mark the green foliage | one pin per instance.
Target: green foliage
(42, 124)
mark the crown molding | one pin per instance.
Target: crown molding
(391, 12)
■ ■ ■ ■
▸ Work to complete
Could you retype each of the records above word for word, keeping every line as it is?

▸ Complete response
mark the green foliage | one pin per instance.
Target: green foliage
(42, 124)
mark the crown molding | one pin per instance.
Target: crown molding
(391, 12)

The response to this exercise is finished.